- Exercise prompt
Turn every line of these entries into a Markdown table with the columns Row and Line, numbering each row and skipping any blank lines.

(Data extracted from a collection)
+-------+

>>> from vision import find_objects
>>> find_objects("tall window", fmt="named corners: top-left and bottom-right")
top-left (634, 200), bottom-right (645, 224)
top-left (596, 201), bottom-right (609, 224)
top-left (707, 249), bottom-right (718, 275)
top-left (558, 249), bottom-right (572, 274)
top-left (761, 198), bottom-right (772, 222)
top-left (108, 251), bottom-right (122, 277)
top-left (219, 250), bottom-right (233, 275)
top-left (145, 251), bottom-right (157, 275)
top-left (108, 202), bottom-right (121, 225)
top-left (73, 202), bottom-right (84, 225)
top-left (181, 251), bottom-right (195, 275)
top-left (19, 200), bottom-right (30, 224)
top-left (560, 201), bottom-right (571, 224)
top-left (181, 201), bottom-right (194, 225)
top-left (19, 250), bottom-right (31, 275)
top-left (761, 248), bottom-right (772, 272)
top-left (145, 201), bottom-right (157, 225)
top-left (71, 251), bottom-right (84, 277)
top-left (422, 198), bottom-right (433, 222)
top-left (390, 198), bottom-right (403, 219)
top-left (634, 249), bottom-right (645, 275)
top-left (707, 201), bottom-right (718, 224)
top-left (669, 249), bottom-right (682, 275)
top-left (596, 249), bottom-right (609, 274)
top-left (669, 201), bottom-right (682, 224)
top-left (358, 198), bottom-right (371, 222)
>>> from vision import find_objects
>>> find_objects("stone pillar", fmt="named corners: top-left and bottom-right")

+-------+

- Complete response
| Row | Line |
|---|---|
| 1 | >>> from vision import find_objects |
| 2 | >>> find_objects("tall window", fmt="named corners: top-left and bottom-right") |
| 3 | top-left (634, 200), bottom-right (645, 224) |
| 4 | top-left (596, 201), bottom-right (609, 224) |
| 5 | top-left (707, 249), bottom-right (718, 275) |
| 6 | top-left (558, 249), bottom-right (572, 274) |
| 7 | top-left (761, 198), bottom-right (772, 222) |
| 8 | top-left (108, 251), bottom-right (122, 277) |
| 9 | top-left (219, 250), bottom-right (233, 275) |
| 10 | top-left (145, 251), bottom-right (157, 275) |
| 11 | top-left (108, 202), bottom-right (121, 225) |
| 12 | top-left (73, 202), bottom-right (84, 225) |
| 13 | top-left (181, 251), bottom-right (195, 275) |
| 14 | top-left (19, 200), bottom-right (30, 224) |
| 15 | top-left (560, 201), bottom-right (571, 224) |
| 16 | top-left (181, 201), bottom-right (194, 225) |
| 17 | top-left (19, 250), bottom-right (31, 275) |
| 18 | top-left (761, 248), bottom-right (772, 272) |
| 19 | top-left (145, 201), bottom-right (157, 225) |
| 20 | top-left (71, 251), bottom-right (84, 277) |
| 21 | top-left (422, 198), bottom-right (433, 222) |
| 22 | top-left (390, 198), bottom-right (403, 219) |
| 23 | top-left (634, 249), bottom-right (645, 275) |
| 24 | top-left (707, 201), bottom-right (718, 224) |
| 25 | top-left (669, 249), bottom-right (682, 275) |
| 26 | top-left (596, 249), bottom-right (609, 274) |
| 27 | top-left (669, 201), bottom-right (682, 224) |
| 28 | top-left (358, 198), bottom-right (371, 222) |
| 29 | >>> from vision import find_objects |
| 30 | >>> find_objects("stone pillar", fmt="named corners: top-left and bottom-right") |